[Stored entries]
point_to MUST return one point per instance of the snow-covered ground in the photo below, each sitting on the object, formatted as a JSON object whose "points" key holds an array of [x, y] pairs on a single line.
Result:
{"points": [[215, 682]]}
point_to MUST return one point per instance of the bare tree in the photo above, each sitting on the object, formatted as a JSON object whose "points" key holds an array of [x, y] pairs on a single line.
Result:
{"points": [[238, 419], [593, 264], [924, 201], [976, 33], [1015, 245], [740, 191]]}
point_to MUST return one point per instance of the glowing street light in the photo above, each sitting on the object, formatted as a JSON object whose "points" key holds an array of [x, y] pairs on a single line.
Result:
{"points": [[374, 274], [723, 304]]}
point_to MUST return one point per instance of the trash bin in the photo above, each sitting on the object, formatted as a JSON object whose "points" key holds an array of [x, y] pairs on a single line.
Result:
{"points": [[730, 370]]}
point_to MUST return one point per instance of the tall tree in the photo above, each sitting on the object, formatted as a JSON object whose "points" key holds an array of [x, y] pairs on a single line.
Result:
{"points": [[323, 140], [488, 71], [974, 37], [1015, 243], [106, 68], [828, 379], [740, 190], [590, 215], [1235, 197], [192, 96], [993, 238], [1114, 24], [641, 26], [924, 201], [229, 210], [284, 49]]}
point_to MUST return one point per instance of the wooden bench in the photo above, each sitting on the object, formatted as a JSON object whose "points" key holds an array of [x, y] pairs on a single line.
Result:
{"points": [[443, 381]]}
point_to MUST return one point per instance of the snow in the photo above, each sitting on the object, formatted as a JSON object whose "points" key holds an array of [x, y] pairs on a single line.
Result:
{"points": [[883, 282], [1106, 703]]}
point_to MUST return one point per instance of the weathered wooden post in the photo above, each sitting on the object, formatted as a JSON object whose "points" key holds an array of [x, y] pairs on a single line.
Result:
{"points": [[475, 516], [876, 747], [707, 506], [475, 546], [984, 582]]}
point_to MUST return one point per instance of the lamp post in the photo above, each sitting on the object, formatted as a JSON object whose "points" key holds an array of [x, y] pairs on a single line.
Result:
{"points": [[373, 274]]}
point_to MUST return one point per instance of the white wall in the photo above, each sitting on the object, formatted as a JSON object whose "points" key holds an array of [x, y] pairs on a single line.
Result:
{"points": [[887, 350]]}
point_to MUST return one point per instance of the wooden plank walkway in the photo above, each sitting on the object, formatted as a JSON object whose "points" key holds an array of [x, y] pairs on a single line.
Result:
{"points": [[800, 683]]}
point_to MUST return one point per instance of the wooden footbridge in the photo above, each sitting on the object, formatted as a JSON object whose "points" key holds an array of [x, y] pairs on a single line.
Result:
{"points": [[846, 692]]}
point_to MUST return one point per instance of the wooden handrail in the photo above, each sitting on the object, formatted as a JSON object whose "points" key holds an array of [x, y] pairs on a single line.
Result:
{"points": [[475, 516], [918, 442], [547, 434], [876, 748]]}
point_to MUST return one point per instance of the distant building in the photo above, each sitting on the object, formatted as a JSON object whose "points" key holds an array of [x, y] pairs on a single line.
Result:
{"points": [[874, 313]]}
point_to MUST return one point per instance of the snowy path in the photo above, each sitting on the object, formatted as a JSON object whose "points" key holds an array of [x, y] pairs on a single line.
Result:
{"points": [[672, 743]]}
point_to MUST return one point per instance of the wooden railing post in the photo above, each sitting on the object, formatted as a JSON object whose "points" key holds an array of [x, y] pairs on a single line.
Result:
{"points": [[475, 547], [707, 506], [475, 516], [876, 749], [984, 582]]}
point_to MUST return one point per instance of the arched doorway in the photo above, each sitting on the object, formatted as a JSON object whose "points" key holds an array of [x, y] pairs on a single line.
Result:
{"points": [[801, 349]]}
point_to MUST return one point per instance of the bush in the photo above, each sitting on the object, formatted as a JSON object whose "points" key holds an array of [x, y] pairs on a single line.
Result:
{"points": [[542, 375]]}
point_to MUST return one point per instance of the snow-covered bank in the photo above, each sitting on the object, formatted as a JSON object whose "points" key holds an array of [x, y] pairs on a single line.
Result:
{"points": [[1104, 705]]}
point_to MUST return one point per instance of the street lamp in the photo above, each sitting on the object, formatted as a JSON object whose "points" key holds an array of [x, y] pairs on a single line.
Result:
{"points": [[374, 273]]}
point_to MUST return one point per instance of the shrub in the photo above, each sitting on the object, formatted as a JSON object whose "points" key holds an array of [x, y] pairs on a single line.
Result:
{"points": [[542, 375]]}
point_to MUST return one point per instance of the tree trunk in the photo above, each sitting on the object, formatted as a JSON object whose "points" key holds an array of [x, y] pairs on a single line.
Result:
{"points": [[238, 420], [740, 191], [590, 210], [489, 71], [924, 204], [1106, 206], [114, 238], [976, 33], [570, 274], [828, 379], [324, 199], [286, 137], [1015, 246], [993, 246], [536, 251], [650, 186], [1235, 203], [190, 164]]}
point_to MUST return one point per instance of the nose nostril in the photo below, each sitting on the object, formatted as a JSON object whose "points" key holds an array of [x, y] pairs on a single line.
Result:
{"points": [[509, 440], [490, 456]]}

_What you should do_:
Across the records above, return every line that contains the word "lamp".

_Your solution_:
point_to MUST return one point per instance of the lamp post in the photo above, each sitting on the object, formatted as a JSON object whose "points" key holds an array of [x, y] pairs on a single line.
point_to MUST return one point per instance of the street lamp in the photo above, each sitting on the object, formatted as a JSON object whose "points" key holds an array of [x, y] pairs on a single line.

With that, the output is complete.